#### EXTRACT PROVIDED

This interpretive approach doesn't claim definitive or doctrinal authority. But it doesn’t need to. The point is to recognize the Holy Spirit's capacity to embed multiple layers of meaning simultaneously. The key principle demands we leave no stone unturned. Never assume you have exhausted a passage.
The danger of this kind of interpretation is coming up with wild doctrines based on these symbols. That’s why the Church Fathers were also committed to reading the bible in the context of the whole of Church tradition.
Lesson 3: Read in the Context of Tradition
The Bible belongs to the Church established by Christ—including the Old Testament. The Church predates the written New Testament and even the canonization of books in the Old Testament.
Prior to the Bible's canonization, disputes existed among the Jews, with the Sadducees, Pharisees, and Essenes each having different lists of inspired books. Over centuries, the canon of scripture arose gradually from within the Church's life of worship and was eventually defined in the fourth century. Because Christ vested authority in the apostles generally and in Peter specifically to pass on his teachings, the Scriptures must be read from within the very body that canonized, interprets, and passes them on.

#### MATERIAL PROVIDED
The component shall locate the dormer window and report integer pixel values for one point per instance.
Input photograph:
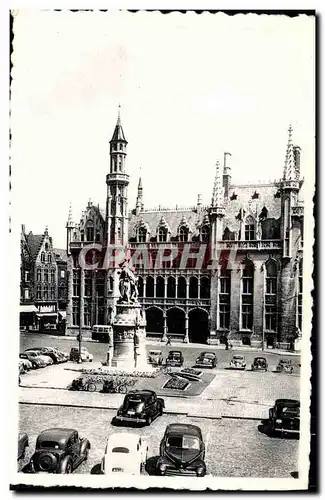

#### JOB 1
Could you extract the part of the excerpt on biblical interpretation from "This interpretive approach" to "in the Old Testament."?
#### JOB 2
Answer these questions about the excerpt on biblical interpretation:
(a) What should a reader never assume about a passage?
(b) Which three groups had different lists of inspired books before the Bible's canonization?
(c) In which century was the canon of scripture eventually defined?

#### OUTPUT 1
This interpretive approach doesn't claim definitive or doctrinal authority. But it doesn’t need to. The point is to recognize the Holy Spirit's capacity to embed multiple layers of meaning simultaneously. The key principle demands we leave no stone unturned. Never assume you have exhausted a passage.
The danger of this kind of interpretation is coming up with wild doctrines based on these symbols. That’s why the Church Fathers were also committed to reading the bible in the context of the whole of Church tradition.
Lesson 3: Read in the Context of Tradition
The Bible belongs to the Church established by Christ—including the Old Testament. The Church predates the written New Testament and even the canonization of books in the Old Testament.

#### OUTPUT 2
(a) That they have exhausted it.
(b) The Sadducees, the Pharisees and the Essenes.
(c) The fourth century.